• Source extract:
☆ ☆ ☆ ☆ ☆ ☆ ☆

Current Students

MRG 2016

Marine Research Group (MRG) 2016

From left to right: Marsha Wright, Dustin Baumbach, Tyler dos Santos, Dr. Stephen Dunbar, Magalie Valere-Rivet, Thomas Hile, Michelle Silva

     
Marsha Wright

Marsha Wright is a second year PhD degree student.

Dissertation Title:

Marsha will be working with the ProTECTOR Inc. program studying sea turtle genetics and ecology in Honduras.

Winner of the 2016 Jordan Viders' Spirit of the Seas Award and Scholarship from Beneath the Sea. Find out more.

 
Tyler dos Santos

Tyler dos Santos is a fourth year Master's degree student.

Thesis Title:

Tyler is working with the hermit crab, Pagurus samuelis, on Southern California shores, investigating heavy metal contaminants as part of base levels of intertidal trophic systems.

☆ ☆ ☆ ☆ ☆ ☆ ☆

• Data section:
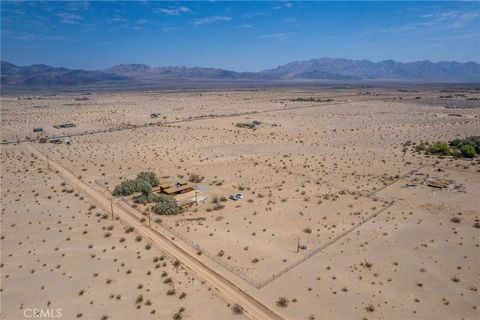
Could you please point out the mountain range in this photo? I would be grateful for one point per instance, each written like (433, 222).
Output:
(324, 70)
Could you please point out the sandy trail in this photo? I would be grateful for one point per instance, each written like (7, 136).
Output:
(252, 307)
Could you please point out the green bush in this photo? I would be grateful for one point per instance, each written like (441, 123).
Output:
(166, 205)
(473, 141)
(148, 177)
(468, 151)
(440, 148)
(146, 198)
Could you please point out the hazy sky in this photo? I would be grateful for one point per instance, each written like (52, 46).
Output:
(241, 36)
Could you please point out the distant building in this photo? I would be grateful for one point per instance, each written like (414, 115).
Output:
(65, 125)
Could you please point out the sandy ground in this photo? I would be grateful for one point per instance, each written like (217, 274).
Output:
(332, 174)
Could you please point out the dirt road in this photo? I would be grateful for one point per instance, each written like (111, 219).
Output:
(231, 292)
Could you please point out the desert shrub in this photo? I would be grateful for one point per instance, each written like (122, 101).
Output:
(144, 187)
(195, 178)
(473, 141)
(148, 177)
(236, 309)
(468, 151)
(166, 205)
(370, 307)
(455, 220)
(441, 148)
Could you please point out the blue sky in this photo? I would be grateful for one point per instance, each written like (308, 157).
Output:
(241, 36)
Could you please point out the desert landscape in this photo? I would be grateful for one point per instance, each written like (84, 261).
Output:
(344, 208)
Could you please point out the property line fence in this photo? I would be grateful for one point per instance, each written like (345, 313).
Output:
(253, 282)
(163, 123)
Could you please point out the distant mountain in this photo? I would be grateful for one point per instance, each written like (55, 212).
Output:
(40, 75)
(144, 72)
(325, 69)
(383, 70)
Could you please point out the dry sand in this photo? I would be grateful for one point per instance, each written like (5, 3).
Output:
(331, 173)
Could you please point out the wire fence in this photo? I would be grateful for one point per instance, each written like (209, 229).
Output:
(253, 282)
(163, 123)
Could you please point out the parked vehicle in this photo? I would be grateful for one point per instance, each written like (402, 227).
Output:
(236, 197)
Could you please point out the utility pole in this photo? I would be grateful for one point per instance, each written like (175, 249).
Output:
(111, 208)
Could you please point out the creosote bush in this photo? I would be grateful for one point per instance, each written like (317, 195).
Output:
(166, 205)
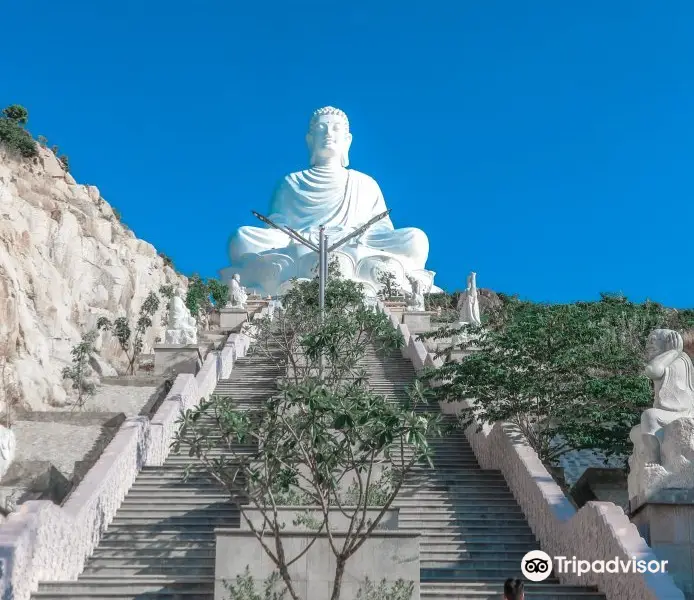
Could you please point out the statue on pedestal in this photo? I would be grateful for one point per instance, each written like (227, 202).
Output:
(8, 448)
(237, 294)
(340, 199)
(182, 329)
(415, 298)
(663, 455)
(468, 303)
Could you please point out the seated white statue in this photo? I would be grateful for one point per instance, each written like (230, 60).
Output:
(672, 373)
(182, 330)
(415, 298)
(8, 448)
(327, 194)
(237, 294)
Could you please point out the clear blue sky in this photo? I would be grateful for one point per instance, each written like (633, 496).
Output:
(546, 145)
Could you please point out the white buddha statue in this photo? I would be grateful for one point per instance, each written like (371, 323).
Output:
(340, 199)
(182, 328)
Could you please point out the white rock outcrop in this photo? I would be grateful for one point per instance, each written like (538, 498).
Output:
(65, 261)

☆ ☆ ☆ ☆ ☆ ☆ ☆

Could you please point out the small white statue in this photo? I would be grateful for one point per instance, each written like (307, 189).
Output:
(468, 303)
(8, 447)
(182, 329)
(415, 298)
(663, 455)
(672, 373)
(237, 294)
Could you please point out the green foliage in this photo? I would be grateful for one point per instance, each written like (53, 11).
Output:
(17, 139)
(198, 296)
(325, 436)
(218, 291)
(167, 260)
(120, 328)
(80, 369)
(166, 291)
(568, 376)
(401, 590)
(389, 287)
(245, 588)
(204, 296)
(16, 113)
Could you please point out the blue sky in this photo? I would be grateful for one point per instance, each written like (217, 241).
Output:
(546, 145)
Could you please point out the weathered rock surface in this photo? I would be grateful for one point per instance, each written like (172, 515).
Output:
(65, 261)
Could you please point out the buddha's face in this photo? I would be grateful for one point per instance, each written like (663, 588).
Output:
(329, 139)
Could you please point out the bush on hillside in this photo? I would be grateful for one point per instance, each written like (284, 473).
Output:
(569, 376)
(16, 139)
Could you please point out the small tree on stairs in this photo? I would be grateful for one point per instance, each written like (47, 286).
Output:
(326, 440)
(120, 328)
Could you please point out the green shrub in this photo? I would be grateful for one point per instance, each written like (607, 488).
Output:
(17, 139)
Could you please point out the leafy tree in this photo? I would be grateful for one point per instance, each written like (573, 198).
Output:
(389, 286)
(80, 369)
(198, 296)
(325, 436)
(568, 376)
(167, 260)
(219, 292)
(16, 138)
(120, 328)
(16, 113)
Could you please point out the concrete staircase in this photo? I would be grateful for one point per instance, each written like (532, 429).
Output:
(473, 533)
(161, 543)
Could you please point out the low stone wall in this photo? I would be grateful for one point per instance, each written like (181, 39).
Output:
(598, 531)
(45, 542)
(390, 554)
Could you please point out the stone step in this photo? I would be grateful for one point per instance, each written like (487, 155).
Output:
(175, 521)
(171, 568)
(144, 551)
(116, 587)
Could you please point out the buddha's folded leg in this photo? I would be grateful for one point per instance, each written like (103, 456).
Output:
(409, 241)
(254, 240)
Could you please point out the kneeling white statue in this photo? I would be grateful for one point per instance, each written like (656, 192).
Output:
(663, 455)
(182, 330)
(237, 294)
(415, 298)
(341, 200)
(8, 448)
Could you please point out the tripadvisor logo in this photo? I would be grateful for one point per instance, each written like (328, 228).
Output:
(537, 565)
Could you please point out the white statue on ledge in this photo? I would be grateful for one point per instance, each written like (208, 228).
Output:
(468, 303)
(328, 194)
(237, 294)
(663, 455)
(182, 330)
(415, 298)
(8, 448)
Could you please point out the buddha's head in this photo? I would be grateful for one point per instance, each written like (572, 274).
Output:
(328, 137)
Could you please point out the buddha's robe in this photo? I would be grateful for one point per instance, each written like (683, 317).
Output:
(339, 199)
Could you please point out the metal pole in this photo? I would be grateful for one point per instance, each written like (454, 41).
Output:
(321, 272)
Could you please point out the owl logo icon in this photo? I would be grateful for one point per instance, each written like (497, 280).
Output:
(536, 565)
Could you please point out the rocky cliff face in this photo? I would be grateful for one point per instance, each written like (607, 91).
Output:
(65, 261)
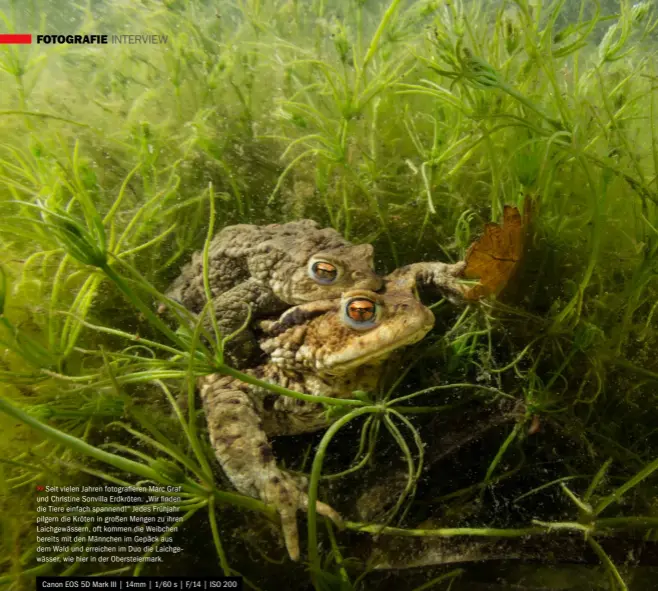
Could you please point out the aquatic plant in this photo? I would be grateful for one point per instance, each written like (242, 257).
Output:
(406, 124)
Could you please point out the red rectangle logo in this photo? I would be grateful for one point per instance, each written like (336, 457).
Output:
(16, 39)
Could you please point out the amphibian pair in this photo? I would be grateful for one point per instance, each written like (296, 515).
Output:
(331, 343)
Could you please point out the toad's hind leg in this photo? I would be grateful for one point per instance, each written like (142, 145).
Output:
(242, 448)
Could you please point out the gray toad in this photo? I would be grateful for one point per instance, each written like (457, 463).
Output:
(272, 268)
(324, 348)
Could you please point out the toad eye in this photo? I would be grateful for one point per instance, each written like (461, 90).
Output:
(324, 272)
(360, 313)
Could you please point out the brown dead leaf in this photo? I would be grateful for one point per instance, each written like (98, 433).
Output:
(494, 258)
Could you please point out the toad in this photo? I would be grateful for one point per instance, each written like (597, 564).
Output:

☆ ☆ ☆ ☆ ☆ ☆ ☆

• Questions:
A. List everyone named in the photo caption of the Marine Research Group student profiles.
B. Continue the Marine Research Group student profiles from the point where they stop.

• Answers given:
A. Marsha Wright, Dustin Baumbach, Tyler dos Santos, Dr. Stephen Dunbar, Magalie Valere-Rivet, Thomas Hile, Michelle Silva

B.
Magalie Valere-Rivet

Magalie Valere-Rivet is a fifth year PhD degree student.

Thesis title:

Magalie is working with the hermit crab, Pagurus samuelis, on Southern California shores, investigating further aspects of hermit crab behavior during burial.

See Special Topics Video

Winner of a 2015 Southern California Academy of Sciences Grant.

Winner of a 2015 The Crustacean Society Denton Belk Memorial Scholarship Grant. Find out more.

 

 
Dustin Baumbach

Dustin Baumbach is a fifth year PhD degree student.

Thesis title :

Dustin is working with the Protective Turtle Ecology Center for Training, Outreach and Research (ProTECTOR) on sea turtle research in Honduras. His research involves sea turtles in the Bay Islands, Honduras, where he will be investigating home range and foraging activities.

Winner of a 2013 Sigma Xi Grant. Find out more.
 
Carlos Cerna

Carlos Cerna is a sixth year Master's degree student.

Thesis title:

Carlos is a Master's in Biology student who is currently exploring the potential causation of the unique color polymorphism observed in Pisaster ochraceus

 
Thomas Hile

Thomas Hile is a third year PhD degree student.

Thesis title:

Thomas is interested in understanding the dynamics between drinking water and the spread of some illness-inducing bacteria.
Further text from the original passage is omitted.